- 指示:
以下のエントリのうち、「wooden」という語を含む行をすべて書き写して示してもらえますか。大文字と小文字は区別します。

- 作業用データ:
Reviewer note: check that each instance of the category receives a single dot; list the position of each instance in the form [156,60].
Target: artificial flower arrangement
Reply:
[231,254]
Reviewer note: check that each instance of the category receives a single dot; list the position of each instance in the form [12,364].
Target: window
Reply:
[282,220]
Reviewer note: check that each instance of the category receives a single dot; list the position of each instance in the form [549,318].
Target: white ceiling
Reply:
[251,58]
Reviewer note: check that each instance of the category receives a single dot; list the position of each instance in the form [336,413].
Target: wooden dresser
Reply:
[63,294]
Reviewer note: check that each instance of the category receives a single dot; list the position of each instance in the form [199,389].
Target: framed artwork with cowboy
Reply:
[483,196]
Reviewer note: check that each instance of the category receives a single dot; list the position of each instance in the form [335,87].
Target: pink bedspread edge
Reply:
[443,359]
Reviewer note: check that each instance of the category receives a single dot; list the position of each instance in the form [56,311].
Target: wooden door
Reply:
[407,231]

--

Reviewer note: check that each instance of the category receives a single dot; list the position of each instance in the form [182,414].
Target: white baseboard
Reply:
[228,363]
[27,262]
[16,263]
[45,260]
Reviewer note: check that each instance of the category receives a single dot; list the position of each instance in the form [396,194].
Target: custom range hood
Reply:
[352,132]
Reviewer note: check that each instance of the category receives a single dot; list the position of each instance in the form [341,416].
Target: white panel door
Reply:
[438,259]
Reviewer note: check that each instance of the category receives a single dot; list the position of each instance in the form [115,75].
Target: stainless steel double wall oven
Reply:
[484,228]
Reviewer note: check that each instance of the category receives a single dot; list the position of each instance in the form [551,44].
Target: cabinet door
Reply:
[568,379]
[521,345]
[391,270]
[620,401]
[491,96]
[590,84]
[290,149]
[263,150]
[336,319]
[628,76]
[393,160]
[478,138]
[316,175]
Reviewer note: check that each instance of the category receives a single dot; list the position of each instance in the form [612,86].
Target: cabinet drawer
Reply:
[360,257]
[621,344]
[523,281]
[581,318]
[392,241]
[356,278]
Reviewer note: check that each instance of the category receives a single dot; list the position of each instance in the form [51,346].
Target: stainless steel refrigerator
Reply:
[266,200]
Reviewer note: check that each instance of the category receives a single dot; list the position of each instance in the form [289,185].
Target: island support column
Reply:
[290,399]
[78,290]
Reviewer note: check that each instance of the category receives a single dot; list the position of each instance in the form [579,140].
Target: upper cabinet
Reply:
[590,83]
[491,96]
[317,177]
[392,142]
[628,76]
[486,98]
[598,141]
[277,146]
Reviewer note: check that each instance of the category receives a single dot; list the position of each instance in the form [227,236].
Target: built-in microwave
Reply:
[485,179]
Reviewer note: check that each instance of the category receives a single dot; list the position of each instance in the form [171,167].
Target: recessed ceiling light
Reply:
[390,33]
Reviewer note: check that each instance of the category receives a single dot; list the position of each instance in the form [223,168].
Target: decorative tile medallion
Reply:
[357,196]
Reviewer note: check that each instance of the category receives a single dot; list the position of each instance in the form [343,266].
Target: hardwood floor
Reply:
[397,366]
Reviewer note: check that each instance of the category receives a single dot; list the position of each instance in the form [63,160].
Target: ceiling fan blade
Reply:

- 回答全文:
Target: wooden dresser
Target: wooden door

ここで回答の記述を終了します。